The inverse magnetostrictive effect is an effective property for energy harvesting; the material needs to have large magnetostriction and ease of mass production. Fe–Co alloys being magnetostrictive materials have favorable characteristics which are high strength, ductility, and excellent workability, allowing easy fabrication of Fe–Co alloy fibers. In this study, we fabricated magnetostrictive polymer composites, in which Fe–Co fibers were woven into polyester fabric, and discussed their sensor performance. Compression and bending tests were carried out to measure the magnetic flux density change, and the effects of magnetization, bias magnetic field, and the location of the fibers on the performance were discussed. It was shown that magnetic flux density change due to compression and bending is related to the magnetization of the Fe–Co fiber and the bias magnetic field. The magnetic flux density change of Fe–Co fiber reinforced plastics was larger than that of the plastics with Terfenol-D particles.

1. Introduction

The Internet of Things (IoT) is expected to reform our lifestyles, because it has the ability to improve sensing, actuation, communications, and control, and to create knowledge from big data [1]. On the other hand, it is desirable for IoT systems to have renewable energy sources, with a self-sustaining and maintenance-free energy harvesting ability [2]. In particular, piezoelectric ceramics/polymers, magnetostrictive alloys, and magnetoelectric composite materials have attracted attention as favorable materials for energy harvesting devices [3].

Location identification items
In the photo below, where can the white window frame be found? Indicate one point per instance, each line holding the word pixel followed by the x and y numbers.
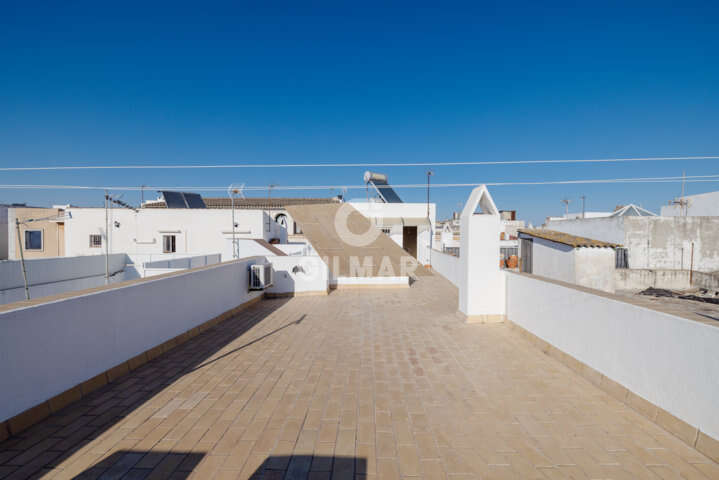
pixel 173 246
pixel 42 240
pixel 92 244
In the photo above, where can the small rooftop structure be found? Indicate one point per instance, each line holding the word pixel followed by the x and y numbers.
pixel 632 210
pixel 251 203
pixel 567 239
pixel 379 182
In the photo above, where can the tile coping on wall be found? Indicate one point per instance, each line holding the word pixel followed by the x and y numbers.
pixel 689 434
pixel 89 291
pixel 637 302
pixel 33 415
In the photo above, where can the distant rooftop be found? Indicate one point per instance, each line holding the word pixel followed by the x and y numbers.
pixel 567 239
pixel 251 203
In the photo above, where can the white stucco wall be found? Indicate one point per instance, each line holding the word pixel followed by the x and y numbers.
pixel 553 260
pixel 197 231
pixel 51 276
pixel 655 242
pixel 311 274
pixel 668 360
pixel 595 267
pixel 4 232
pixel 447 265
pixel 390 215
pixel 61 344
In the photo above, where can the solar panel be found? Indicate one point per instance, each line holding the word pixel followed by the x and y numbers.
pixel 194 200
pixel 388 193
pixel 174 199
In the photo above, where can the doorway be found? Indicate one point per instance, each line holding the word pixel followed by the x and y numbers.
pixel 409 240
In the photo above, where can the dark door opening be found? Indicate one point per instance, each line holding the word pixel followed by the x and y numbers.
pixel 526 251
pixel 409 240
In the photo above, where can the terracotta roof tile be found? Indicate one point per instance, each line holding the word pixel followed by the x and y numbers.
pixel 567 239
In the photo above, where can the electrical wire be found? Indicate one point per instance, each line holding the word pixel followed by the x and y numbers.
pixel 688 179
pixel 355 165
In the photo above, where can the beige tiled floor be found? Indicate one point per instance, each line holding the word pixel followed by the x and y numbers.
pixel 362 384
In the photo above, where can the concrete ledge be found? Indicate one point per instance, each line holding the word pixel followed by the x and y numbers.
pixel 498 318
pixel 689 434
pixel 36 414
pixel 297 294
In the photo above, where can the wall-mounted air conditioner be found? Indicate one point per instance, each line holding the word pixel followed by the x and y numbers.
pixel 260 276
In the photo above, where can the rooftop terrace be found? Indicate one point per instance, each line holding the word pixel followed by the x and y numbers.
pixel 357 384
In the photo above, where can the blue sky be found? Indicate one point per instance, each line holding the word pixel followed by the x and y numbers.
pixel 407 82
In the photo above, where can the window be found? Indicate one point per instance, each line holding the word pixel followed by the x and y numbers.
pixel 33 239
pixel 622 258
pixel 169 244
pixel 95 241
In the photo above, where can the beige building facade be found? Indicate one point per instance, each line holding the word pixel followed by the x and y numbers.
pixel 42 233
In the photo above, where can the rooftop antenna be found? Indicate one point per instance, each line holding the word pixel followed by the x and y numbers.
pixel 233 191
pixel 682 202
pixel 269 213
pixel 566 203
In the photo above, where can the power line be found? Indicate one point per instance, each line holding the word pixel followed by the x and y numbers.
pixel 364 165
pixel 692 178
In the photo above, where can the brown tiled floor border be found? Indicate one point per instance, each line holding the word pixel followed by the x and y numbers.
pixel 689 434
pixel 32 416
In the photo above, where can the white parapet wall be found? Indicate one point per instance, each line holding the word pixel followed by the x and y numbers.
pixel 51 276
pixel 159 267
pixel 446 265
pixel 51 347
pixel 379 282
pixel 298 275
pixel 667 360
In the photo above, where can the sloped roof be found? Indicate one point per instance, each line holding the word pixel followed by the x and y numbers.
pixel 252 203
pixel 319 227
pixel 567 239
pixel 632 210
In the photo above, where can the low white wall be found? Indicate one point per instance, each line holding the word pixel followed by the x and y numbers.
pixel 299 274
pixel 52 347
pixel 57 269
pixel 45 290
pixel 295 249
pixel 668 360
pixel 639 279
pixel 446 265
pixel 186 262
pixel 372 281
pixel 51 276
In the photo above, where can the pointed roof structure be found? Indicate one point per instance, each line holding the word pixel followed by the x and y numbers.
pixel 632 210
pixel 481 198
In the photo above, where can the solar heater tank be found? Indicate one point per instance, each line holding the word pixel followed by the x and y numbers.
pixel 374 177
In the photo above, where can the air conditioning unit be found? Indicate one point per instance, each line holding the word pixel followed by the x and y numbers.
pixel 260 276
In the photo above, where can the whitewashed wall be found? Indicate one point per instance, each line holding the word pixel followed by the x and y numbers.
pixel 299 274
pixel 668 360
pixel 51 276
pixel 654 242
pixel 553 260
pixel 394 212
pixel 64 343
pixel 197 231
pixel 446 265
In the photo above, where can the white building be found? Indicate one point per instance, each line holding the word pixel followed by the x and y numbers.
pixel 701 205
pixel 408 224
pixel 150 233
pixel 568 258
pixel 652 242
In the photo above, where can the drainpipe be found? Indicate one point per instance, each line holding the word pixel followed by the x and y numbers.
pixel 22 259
* * *
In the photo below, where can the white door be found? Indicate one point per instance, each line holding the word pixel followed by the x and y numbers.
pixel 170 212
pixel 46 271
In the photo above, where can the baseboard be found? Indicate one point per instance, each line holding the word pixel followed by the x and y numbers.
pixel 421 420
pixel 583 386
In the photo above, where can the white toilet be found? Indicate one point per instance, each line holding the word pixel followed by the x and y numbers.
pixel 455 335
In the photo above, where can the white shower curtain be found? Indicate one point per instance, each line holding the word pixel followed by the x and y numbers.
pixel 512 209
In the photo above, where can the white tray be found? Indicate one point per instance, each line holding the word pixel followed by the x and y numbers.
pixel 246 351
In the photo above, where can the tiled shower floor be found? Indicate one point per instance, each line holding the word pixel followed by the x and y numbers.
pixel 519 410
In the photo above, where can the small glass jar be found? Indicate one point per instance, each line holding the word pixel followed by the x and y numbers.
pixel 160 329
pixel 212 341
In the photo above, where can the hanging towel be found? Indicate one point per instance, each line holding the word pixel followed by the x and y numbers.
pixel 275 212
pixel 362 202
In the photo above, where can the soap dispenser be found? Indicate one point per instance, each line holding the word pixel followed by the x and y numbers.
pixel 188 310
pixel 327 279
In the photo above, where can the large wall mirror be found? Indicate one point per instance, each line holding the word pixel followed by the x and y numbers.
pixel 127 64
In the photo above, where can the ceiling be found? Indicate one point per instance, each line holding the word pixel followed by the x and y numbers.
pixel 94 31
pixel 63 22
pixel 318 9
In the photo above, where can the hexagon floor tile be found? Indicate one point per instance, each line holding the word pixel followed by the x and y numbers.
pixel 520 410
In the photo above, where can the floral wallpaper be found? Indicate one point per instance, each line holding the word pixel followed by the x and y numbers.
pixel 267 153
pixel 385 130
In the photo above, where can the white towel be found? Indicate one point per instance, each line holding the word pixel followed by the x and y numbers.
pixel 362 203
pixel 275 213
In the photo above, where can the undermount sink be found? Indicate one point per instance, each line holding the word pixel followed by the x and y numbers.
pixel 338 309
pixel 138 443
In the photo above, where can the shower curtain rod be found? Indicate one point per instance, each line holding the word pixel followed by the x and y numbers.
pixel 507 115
==
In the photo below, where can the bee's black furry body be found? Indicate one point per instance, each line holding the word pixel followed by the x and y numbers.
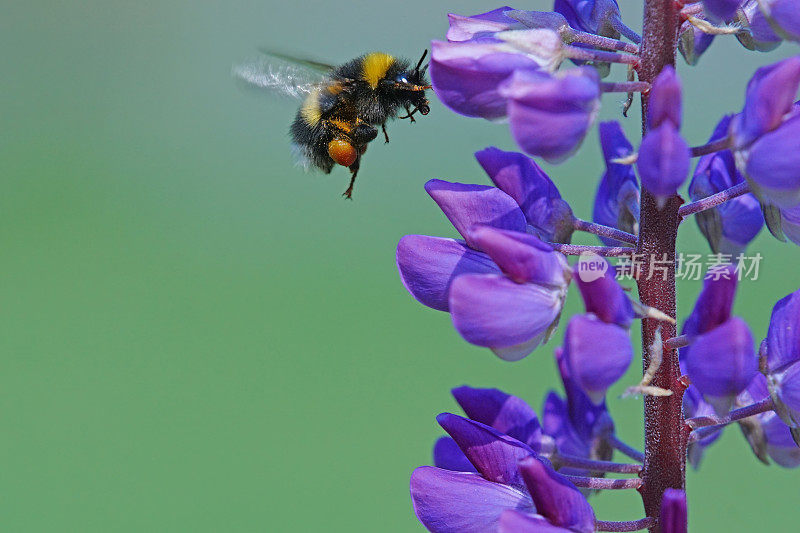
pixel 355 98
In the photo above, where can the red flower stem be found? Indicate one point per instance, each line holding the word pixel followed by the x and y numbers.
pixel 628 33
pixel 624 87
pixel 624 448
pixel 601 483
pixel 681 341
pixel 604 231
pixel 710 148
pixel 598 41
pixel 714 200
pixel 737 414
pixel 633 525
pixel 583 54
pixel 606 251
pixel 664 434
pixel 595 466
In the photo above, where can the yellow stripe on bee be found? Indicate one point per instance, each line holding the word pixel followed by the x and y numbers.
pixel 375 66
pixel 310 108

- The tasks
(A) Please print the passage on Fe–Co fiber composites in full, with no changes.
(B) Turn the lines of the records between the line holding "In the photo above, where can the beige tiled" and the line holding "pixel 407 82", inclusive, into a Markdown table with the columns Row and Line, leaving out any blank lines.

- The solutions
(A)
The inverse magnetostrictive effect is an effective property for energy harvesting; the material needs to have large magnetostriction and ease of mass production. Fe–Co alloys being magnetostrictive materials have favorable characteristics which are high strength, ductility, and excellent workability, allowing easy fabrication of Fe–Co alloy fibers. In this study, we fabricated magnetostrictive polymer composites, in which Fe–Co fibers were woven into polyester fabric, and discussed their sensor performance. Compression and bending tests were carried out to measure the magnetic flux density change, and the effects of magnetization, bias magnetic field, and the location of the fibers on the performance were discussed. It was shown that magnetic flux density change due to compression and bending is related to the magnetization of the Fe–Co fiber and the bias magnetic field. The magnetic flux density change of Fe–Co fiber reinforced plastics was larger than that of the plastics with Terfenol-D particles.

1. Introduction

The Internet of Things (IoT) is expected to reform our lifestyles, because it has the ability to improve sensing, actuation, communications, and control, and to create knowledge from big data [1]. On the other hand, it is desirable for IoT systems to have renewable energy sources, with a self-sustaining and maintenance-free energy harvesting ability [2]. In particular, piezoelectric ceramics/polymers, magnetostrictive alloys, and magnetoelectric composite materials have attracted attention as favorable materials for energy harvesting devices [3].

(B)
| Row | Line |
|---|---|
| 1 | In the photo above, where can the beige tiled floor be found? Indicate one point per instance, each line holding the word pixel followed by the x and y numbers. |
| 2 | pixel 362 384 |
| 3 | In the photo above, where can the concrete ledge be found? Indicate one point per instance, each line holding the word pixel followed by the x and y numbers. |
| 4 | pixel 498 318 |
| 5 | pixel 689 434 |
| 6 | pixel 36 414 |
| 7 | pixel 297 294 |
| 8 | In the photo above, where can the wall-mounted air conditioner be found? Indicate one point per instance, each line holding the word pixel followed by the x and y numbers. |
| 9 | pixel 260 276 |
| 10 | In the photo above, where can the rooftop terrace be found? Indicate one point per instance, each line holding the word pixel followed by the x and y numbers. |
| 11 | pixel 357 384 |
| 12 | In the photo above, where can the blue sky be found? Indicate one point per instance, each line holding the word pixel followed by the x and y numbers. |
| 13 | pixel 407 82 |